[Dataset entries]
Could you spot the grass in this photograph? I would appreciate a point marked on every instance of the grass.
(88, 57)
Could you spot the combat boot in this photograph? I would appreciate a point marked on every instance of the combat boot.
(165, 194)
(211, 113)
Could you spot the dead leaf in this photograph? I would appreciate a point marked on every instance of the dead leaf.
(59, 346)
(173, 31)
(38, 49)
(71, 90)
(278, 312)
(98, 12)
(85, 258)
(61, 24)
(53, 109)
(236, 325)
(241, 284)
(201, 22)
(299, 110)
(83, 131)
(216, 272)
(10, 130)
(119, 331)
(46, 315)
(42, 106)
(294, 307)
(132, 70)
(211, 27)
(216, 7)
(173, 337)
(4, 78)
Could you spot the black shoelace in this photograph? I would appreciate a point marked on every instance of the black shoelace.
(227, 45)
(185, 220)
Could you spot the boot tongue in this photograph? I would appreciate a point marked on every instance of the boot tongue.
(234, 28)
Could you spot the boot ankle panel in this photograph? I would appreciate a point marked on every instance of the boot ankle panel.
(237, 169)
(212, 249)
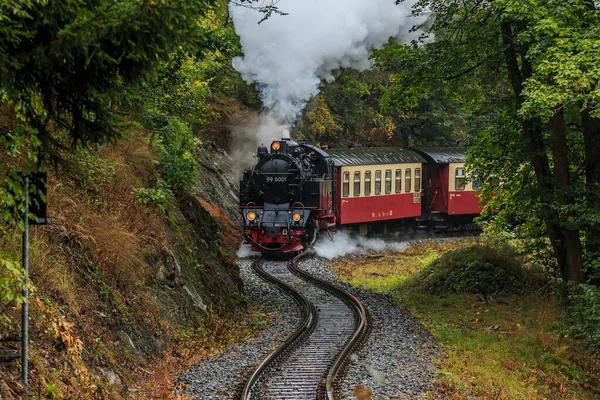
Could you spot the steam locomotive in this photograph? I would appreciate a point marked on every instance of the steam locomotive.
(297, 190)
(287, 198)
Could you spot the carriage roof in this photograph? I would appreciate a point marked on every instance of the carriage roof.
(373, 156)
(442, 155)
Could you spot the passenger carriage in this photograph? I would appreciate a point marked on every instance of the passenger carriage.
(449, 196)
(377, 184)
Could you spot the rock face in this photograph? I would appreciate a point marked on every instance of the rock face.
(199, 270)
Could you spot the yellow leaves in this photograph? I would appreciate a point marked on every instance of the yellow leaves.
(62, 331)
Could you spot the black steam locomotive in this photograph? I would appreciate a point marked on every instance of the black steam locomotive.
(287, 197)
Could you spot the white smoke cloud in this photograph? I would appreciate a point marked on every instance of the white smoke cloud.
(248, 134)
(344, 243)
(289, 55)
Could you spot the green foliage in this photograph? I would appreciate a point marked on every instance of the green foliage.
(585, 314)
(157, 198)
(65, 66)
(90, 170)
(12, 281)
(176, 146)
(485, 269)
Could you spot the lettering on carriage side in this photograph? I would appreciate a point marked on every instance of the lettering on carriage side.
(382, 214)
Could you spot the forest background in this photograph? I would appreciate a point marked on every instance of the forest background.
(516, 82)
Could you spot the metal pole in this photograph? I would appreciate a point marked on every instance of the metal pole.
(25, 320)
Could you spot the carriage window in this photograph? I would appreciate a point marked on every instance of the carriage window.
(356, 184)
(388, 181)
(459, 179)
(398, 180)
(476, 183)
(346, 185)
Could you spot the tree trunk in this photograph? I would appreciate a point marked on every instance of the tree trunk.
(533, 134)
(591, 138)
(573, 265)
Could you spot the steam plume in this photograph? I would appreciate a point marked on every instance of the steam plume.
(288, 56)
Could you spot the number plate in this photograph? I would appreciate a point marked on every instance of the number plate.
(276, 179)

§ Exercise directions:
All lines above must be repeated exactly, and the pictures must be omitted.

§ Solution for this task:
Could you spot the grass in this photograph? I would appreciate a point marked on every instance of the grass.
(88, 57)
Could you spot the combat boot in this photograph? I would appreciate a point marked on every instance of the combat boot.
(165, 194)
(211, 113)
Could you spot the dead leaf in this photograph? I would appreciate a point marked on every instance of the dead leaf.
(59, 346)
(173, 31)
(38, 49)
(71, 90)
(278, 312)
(98, 12)
(85, 258)
(61, 24)
(53, 109)
(236, 325)
(241, 284)
(201, 22)
(299, 110)
(83, 131)
(216, 272)
(10, 130)
(119, 331)
(46, 315)
(42, 106)
(294, 307)
(132, 70)
(211, 27)
(216, 7)
(173, 337)
(4, 78)
Could you spot the black shoelace in this photograph? I would appreciate a point marked on every instance of the black shoelace.
(227, 45)
(185, 220)
Could you spot the boot tongue in this photograph? I would appreciate a point marked on every instance of the boot tongue.
(234, 28)
Could you spot the boot ankle panel in this photograph? I would appreciate a point marked on every instance of the boot ankle panel.
(237, 169)
(212, 249)
Could you spot the steam locomotive in this photograph? I would appreciate a point marked on every instance of the steam locomotive.
(297, 190)
(287, 198)
Could you spot the carriage roof in this photograph? I would appreciate a point marked on every instance of the carriage roof.
(373, 156)
(442, 155)
Could you spot the passenger carriage in this photograph? I would appreciate a point marked on every instance of the passenger carriage.
(449, 196)
(377, 184)
Could you spot the rock face in this photograph? I would appreciate a point marked on every instance of the rock face.
(199, 270)
Could you spot the yellow leaves in this photograph? I would appreciate a point marked on every instance of the yellow leaves.
(62, 331)
Could you spot the black steam locomotive in this photograph? I would appreciate a point marked on every instance of the black steam locomotive.
(287, 197)
Could you spot the white smoke cloud in this photograph? I would appreciate a point marked on every instance of the white smoke cloud.
(248, 134)
(344, 243)
(289, 55)
Could you spot the green foliage in this photograph? I would appreciate a point marked on every instance of the green foliage.
(585, 314)
(157, 198)
(65, 66)
(90, 170)
(12, 281)
(176, 146)
(485, 269)
Could you spot the lettering on carriage side in this photograph? I would appreciate a point marked on every instance of the lettering on carriage side.
(382, 214)
Could you spot the forest background in this photograph? I would appreciate a point marked on every instance of the forest background.
(516, 82)
Could you spot the metal pole in this photograph? I would appreciate a point marked on every instance of the metal pole.
(25, 320)
Could you spot the carriage window in this photograph? I would appreciate a point marked on every instance of the carriage window.
(356, 184)
(388, 181)
(459, 179)
(398, 180)
(476, 183)
(346, 185)
Could you spot the tree trunk in this photograph? I would appreciate a point marked on every instance of the tree trunk.
(533, 134)
(591, 138)
(573, 265)
Could you spot the steam plume in this photograph? I would appreciate a point marked on every instance of the steam plume.
(288, 56)
Could you spot the number plate in this photograph? I would appreciate a point marked on every instance of the number plate.
(276, 179)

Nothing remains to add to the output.